*Brano di testo*.

Fra le decisioni prese dalla Costituente forse la più importante è la fine della regola dei due mandati, anche se era stata annacquata, non contando come mandato la carica di sindaco. Il senso del no a più di due mandati era di non professionalizzare la politica, il non diventare “professionisti della politica” come li definisce Max Weber, che vivono di politica ma non per la politica. Obbiettivo generoso ma irrealizzabile, perché uno non fa a tempo a capire i meccanismi, spesso truffaldini della politica politicante, che deve lasciare il posto a un altro che dovrà rincominciare da capo.

Conosco Beppe da quando eravamo ragazzi e faceva il comico. Quando ha cominciato a darsi alla politica l’ho appoggiato in tutti i Vaffa. All’inizio Beppe mi chiedeva dei consigli e io glieli ho dati sempre sbagliati. C’è una scena in cui siamo allo Smeraldo e lui con un bastone fracassa un computer. Invece sarà proprio grazie ai computer che il Movimento farà la sua fortuna.

Decisiva nella storia dei Cinque stelle è la morte di Gianroberto Casaleggio. Grillo era il frontman, un formidabile comunicatore, cosa che Conte non è. In questo campo Giorgia Meloni col suo dire franco e schietto (“non ci sono i soldi”, “non sono ricattabile” indirizzato sia pur indirettamente al ricattatore princeps Berlusconi) lo batte dieci a uno. Ma una visione c’era, adesso dove vogliono andare i Cinque stelle proprio non lo capisco.

*Dati grezzi*.
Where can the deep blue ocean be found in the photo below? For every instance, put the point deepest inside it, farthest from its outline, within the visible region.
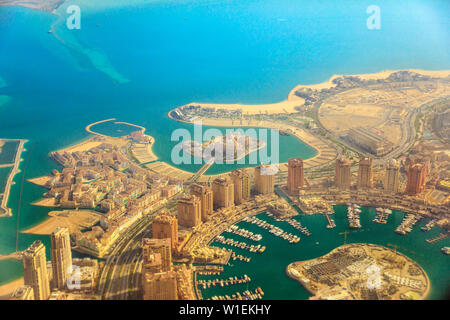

*Compito*.
Ricopia dal brano sui Cinque stelle la parte compresa tra "Fra le decisioni" e "rincominciare da capo.", estremi inclusi.

*Risposta*.
Fra le decisioni prese dalla Costituente forse la più importante è la fine della regola dei due mandati, anche se era stata annacquata, non contando come mandato la carica di sindaco. Il senso del no a più di due mandati era di non professionalizzare la politica, il non diventare “professionisti della politica” come li definisce Max Weber, che vivono di politica ma non per la politica. Obbiettivo generoso ma irrealizzabile, perché uno non fa a tempo a capire i meccanismi, spesso truffaldini della politica politicante, che deve lasciare il posto a un altro che dovrà rincominciare da capo.